_What is being asked_.
Can you put the stretch of the material from its very start through the line containing "[[[687,332],[650,344],[650,395],[732,396],[740,349],[732,332]]]", both ends included, into a numbered list with any blank lines left out?

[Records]
┏━━

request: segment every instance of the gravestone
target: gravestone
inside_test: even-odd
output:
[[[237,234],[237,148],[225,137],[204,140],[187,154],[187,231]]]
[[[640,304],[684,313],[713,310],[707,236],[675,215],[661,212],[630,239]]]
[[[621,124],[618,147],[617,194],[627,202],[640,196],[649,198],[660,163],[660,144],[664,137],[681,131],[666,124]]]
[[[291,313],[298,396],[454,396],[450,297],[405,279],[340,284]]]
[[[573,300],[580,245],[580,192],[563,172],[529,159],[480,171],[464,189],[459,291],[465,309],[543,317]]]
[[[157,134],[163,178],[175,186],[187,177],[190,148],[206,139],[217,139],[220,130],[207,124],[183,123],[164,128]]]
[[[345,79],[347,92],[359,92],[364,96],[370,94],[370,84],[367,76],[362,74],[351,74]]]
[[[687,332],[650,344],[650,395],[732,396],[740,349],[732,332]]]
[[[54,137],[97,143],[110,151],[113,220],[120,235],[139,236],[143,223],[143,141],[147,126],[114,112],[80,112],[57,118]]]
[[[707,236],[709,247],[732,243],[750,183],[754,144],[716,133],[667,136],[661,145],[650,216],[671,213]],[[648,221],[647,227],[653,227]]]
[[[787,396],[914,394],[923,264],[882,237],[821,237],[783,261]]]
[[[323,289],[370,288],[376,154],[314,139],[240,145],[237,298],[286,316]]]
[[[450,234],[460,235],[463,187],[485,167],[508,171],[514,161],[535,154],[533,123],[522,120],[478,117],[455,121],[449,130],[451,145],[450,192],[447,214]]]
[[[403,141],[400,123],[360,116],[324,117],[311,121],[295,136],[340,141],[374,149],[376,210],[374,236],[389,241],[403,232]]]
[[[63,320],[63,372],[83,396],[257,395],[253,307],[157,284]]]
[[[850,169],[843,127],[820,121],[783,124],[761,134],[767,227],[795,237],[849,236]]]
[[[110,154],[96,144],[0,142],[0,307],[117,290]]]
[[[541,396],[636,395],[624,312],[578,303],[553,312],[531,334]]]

┗━━

_Written response_.
1. request: segment every instance of the gravestone
2. target: gravestone
3. inside_test: even-odd
4. output:
5. [[[237,234],[237,148],[225,137],[204,140],[187,154],[187,231]]]
6. [[[640,304],[684,313],[713,310],[707,236],[675,215],[661,212],[630,239]]]
7. [[[621,124],[618,147],[617,194],[627,202],[640,196],[649,198],[660,163],[660,144],[664,137],[681,131],[666,124]]]
8. [[[291,313],[298,396],[454,396],[450,297],[405,279],[340,284]]]
9. [[[573,300],[580,245],[580,192],[563,172],[529,159],[480,171],[464,189],[459,291],[465,309],[543,317]]]
10. [[[157,134],[163,178],[175,186],[187,177],[190,148],[206,139],[217,139],[220,130],[207,124],[183,123],[164,128]]]
11. [[[345,79],[347,92],[359,92],[364,96],[370,94],[370,84],[367,76],[362,74],[351,74]]]
12. [[[687,332],[650,344],[650,395],[732,396],[740,349],[732,332]]]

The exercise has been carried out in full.